ABOUT THIS EXERCISE: Reproduce the passage of the TKG management cluster deletion article below, from "kubectl config use-context" up to and including "delete management cluster.".

EXCERPTED PASSAGE:
====

TKG Management cluster deletion fails, kube-apiserver cant connect to cert manager webhook service
search cancel

TKG Management cluster deletion fails, kube-apiserver cant connect to cert manager webhook service

book

Article ID: 327441

calendar_today

Updated On:

Products

VMware

Issue/Introduction

Symptoms:
  • Management cluster deletion fails, waiting on cert-manager to be available
  • TKG installed in air-gapped environment with a Proxy for internet connectivity.
  • The bootstrap cluster is created and cert manager pods are running
  • Cluster-api controller pods are never created

The kube-apiserver throws the following error:

W0709 12:41:07.546518       1 dispatcher.go:182] Failed calling webhook, failing closed webhook.cert-manager.io: failed calling webhook "webhook.cert-manager.io": Post "https://cert-manager-webhook.cert-manager.svc:443/mutate?timeout=30s": Forbidden



Cause

Confirm that the Cert Manager Webhook pods and service are healthy on bootstrap cluster

kubectl config use-context <Bootstrap cluster kubeconfig>
kubectl get svc,pods,endpoints -n cert-manager


If they are all running but kube-apiserver can't reach the webhook service, then its likely that the connection is going through the Proxy.

Review no_proxy configuration on jump-box where tanzu cli command is run.

Resolution

Update no_proxy configuration to include "localhost" and ".svc" and delete management cluster.

====

Saved data entries

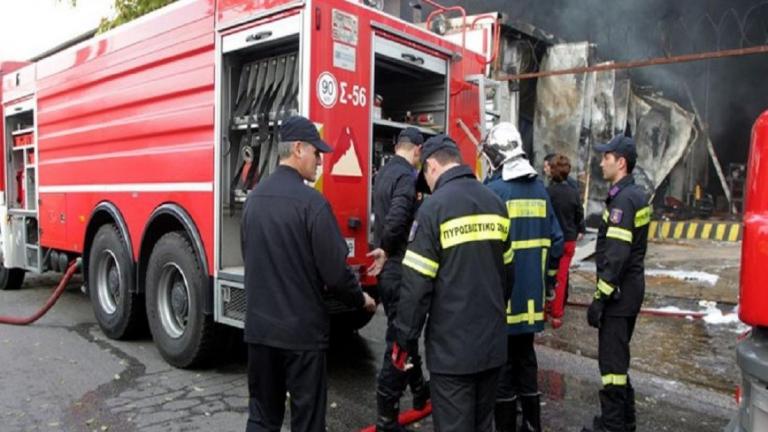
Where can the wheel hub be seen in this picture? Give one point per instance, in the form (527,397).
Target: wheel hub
(179,299)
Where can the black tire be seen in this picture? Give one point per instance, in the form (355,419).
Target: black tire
(183,334)
(111,286)
(11,279)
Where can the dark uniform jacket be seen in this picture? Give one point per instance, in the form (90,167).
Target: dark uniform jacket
(621,244)
(537,241)
(293,251)
(394,200)
(570,213)
(455,270)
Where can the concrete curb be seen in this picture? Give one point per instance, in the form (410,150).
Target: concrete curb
(690,230)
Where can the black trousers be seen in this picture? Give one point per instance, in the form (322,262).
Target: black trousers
(392,381)
(462,403)
(519,376)
(272,372)
(617,397)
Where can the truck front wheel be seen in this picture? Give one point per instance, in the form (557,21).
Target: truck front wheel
(11,279)
(184,335)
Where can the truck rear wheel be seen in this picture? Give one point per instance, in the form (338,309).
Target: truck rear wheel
(118,310)
(184,335)
(11,279)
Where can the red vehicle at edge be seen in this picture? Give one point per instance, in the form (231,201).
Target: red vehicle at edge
(752,352)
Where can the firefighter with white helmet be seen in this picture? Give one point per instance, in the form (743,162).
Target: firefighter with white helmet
(537,241)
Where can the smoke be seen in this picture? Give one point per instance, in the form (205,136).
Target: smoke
(728,93)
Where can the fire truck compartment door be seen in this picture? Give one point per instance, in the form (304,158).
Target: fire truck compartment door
(268,32)
(20,107)
(411,56)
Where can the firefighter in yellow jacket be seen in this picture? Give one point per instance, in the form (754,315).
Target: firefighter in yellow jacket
(456,270)
(619,257)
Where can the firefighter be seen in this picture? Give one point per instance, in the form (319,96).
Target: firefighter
(292,251)
(394,205)
(455,270)
(619,257)
(570,214)
(537,241)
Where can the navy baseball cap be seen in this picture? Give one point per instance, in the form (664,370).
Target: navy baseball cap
(621,145)
(435,143)
(298,128)
(412,135)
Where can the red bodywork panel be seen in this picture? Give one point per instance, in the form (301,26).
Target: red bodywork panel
(348,124)
(6,68)
(135,106)
(128,117)
(753,286)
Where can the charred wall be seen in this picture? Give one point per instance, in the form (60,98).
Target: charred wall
(728,93)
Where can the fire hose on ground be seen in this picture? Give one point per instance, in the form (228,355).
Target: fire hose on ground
(74,266)
(405,418)
(655,312)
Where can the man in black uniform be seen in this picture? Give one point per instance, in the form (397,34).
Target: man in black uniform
(292,251)
(456,269)
(621,244)
(394,205)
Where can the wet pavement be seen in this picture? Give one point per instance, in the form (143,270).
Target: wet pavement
(63,374)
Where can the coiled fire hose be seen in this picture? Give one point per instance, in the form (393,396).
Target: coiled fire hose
(74,266)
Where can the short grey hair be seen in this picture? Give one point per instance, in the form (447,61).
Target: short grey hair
(284,149)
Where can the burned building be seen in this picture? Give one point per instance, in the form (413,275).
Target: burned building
(690,119)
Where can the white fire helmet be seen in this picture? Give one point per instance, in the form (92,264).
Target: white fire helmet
(503,143)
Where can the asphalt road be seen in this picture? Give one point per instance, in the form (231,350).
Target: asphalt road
(62,374)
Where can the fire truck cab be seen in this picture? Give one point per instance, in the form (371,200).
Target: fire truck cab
(136,149)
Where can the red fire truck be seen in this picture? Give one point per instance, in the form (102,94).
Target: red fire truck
(135,149)
(752,352)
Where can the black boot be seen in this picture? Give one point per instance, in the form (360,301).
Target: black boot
(505,414)
(388,411)
(612,401)
(419,389)
(531,413)
(630,419)
(597,426)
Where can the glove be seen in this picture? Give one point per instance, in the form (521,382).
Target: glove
(400,358)
(556,323)
(595,312)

====

ANSWER FOR THIS EXERCISE:
kubectl config use-context <Bootstrap cluster kubeconfig>
kubectl get svc,pods,endpoints -n cert-manager


If they are all running but kube-apiserver can't reach the webhook service, then its likely that the connection is going through the Proxy.

Review no_proxy configuration on jump-box where tanzu cli command is run.

Resolution

Update no_proxy configuration to include "localhost" and ".svc" and delete management cluster.